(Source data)
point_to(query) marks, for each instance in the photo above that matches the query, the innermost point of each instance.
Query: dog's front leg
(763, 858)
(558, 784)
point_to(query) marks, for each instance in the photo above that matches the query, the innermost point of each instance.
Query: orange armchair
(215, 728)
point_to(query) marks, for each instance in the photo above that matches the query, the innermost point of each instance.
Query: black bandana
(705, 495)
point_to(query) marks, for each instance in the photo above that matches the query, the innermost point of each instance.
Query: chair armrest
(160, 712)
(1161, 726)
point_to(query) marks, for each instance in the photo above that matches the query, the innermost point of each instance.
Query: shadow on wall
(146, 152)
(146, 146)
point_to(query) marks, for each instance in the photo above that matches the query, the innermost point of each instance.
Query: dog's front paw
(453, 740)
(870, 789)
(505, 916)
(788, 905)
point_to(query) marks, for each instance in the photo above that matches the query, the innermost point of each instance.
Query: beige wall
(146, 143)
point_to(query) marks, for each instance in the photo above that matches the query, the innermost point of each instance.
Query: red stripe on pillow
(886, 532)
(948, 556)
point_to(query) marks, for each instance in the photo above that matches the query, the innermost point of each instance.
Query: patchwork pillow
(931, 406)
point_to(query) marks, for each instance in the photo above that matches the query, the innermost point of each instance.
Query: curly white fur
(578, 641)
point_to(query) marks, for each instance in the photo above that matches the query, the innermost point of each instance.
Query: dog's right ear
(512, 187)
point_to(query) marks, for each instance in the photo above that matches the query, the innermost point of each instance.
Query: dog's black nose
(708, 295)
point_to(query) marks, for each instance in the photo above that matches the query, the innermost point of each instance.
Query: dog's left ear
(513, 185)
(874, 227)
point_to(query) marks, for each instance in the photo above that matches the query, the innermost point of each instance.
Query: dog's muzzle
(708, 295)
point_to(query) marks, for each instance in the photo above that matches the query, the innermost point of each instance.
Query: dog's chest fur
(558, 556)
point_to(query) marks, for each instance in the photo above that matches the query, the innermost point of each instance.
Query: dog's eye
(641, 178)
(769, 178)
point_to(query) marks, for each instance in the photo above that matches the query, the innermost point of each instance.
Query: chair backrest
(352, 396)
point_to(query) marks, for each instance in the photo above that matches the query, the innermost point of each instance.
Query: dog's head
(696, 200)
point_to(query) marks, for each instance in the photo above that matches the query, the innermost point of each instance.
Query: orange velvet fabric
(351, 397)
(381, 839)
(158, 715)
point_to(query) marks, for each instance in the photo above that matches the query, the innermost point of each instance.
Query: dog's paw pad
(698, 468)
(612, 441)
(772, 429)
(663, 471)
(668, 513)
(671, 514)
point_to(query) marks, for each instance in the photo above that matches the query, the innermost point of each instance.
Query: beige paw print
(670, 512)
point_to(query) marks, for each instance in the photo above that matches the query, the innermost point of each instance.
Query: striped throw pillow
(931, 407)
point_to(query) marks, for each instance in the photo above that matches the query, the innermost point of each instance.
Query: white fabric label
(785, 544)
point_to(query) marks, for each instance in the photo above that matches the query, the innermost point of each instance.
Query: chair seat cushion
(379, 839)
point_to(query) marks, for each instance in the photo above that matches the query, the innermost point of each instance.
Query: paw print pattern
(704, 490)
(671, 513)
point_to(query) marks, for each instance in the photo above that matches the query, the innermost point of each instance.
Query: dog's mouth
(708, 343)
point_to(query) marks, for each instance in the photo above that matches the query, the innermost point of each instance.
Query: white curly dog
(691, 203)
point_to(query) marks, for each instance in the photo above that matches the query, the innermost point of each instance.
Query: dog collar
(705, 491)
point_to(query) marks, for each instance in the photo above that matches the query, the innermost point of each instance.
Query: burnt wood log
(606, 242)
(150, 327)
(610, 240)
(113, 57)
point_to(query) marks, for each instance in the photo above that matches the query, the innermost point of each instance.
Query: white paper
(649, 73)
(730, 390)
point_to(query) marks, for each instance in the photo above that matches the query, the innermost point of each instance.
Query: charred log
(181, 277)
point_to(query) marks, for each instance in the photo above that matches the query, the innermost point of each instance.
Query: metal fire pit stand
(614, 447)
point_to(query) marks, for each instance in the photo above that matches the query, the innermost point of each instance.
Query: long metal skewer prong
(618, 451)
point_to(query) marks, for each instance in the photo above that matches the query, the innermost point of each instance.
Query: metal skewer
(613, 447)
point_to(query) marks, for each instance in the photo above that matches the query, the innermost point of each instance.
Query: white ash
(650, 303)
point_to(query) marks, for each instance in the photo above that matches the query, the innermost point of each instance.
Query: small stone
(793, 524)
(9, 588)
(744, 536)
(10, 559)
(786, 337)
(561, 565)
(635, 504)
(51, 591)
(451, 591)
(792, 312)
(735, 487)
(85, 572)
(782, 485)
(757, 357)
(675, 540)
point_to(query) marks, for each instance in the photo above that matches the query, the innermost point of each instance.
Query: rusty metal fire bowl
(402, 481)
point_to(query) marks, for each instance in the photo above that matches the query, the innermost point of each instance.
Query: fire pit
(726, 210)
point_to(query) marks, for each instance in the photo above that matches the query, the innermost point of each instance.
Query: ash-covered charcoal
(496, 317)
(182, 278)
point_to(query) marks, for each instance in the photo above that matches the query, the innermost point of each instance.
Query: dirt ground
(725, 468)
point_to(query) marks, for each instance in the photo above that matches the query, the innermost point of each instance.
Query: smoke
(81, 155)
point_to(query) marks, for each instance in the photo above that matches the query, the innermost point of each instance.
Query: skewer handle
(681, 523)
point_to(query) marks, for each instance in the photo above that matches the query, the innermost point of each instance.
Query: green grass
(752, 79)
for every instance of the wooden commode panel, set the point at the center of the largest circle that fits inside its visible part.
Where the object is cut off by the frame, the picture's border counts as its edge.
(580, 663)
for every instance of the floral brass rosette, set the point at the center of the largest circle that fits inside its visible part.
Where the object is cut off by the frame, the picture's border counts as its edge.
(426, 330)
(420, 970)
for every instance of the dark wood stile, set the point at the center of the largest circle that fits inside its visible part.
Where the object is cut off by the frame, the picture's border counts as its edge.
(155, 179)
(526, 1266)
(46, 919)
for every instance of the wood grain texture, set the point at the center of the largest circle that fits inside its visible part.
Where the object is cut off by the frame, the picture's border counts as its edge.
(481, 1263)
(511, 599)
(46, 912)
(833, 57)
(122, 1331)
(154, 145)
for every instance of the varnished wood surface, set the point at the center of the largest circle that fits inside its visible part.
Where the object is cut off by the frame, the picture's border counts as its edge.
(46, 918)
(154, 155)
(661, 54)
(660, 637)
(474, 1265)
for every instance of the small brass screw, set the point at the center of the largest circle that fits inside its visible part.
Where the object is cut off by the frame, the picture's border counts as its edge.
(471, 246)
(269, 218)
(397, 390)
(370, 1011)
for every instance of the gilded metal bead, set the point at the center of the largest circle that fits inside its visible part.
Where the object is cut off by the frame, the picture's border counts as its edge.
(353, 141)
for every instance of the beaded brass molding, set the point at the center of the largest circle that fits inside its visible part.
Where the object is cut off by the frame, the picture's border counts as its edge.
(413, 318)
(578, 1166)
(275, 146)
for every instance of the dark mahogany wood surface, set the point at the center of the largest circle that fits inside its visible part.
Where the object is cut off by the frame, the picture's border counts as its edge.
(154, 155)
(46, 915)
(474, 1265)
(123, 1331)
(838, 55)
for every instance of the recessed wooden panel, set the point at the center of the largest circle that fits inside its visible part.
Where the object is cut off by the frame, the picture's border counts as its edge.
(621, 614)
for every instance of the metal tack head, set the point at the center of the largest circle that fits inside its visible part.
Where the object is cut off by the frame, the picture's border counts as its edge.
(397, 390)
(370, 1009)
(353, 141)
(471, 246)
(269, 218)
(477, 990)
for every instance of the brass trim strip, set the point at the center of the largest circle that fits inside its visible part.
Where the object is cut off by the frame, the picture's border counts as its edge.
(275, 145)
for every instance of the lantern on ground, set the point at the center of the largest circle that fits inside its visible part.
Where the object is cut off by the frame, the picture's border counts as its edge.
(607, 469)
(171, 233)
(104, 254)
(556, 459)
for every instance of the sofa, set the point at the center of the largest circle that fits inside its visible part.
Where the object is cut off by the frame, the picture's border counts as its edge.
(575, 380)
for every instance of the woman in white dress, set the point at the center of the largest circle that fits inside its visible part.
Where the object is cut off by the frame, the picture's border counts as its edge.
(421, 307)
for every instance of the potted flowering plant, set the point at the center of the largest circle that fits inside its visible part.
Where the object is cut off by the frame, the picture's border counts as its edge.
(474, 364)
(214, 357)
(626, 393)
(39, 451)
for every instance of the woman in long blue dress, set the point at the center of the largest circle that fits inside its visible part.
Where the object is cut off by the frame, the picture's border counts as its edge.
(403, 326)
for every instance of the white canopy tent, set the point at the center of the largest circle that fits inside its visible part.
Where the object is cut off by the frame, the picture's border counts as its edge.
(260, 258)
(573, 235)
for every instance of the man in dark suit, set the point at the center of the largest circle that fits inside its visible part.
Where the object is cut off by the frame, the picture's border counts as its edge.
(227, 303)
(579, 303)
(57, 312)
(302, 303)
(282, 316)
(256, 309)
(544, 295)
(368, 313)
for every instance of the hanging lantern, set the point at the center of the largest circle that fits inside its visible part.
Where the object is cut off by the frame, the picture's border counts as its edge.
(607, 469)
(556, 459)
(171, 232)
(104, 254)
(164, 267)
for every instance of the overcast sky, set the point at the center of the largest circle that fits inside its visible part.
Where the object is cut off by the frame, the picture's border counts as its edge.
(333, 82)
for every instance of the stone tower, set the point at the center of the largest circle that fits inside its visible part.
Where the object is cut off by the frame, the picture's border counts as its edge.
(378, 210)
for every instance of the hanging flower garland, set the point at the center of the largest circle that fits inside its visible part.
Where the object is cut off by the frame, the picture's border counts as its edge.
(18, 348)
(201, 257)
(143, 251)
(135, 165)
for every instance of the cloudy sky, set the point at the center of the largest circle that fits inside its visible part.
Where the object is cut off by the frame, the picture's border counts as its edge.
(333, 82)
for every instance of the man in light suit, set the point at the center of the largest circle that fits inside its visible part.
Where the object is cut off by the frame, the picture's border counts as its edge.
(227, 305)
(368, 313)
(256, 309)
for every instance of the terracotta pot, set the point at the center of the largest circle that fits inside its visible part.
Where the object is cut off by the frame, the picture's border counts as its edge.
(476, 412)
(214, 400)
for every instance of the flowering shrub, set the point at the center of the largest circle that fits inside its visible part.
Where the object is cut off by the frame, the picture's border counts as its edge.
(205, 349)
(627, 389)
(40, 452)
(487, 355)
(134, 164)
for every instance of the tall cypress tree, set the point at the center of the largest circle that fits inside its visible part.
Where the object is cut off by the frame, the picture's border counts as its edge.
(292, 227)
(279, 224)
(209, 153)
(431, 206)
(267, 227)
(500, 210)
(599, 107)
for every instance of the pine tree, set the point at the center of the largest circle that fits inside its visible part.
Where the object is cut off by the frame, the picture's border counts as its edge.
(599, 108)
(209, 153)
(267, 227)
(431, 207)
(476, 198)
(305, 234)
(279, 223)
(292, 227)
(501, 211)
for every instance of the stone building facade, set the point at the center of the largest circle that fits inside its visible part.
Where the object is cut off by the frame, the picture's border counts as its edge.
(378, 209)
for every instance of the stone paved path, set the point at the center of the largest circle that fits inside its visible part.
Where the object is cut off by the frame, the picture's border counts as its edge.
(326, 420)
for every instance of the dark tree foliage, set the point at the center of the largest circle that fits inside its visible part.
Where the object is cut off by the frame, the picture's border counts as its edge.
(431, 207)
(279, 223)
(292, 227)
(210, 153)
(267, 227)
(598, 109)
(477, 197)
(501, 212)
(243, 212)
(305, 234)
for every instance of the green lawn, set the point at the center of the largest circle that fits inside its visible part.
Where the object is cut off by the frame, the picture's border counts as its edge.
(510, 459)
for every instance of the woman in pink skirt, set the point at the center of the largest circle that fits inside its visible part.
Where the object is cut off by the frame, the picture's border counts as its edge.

What you are asked to do:
In the records above, find the line with "for every instance of the dark wood"; write out exactly that line and each one after it, stopping after the line with "for every instance of the wood grain".

Solution for this problem:
for every instance of the dark wood stile, set the point at the center of the largest circle that fits inside its visible part.
Where the object is cut off by the frame, the picture's border counts as its edge.
(155, 179)
(526, 1266)
(46, 919)
for every instance of the wood grain texture, set the point at the center of the largest circle that fits inside its visible part.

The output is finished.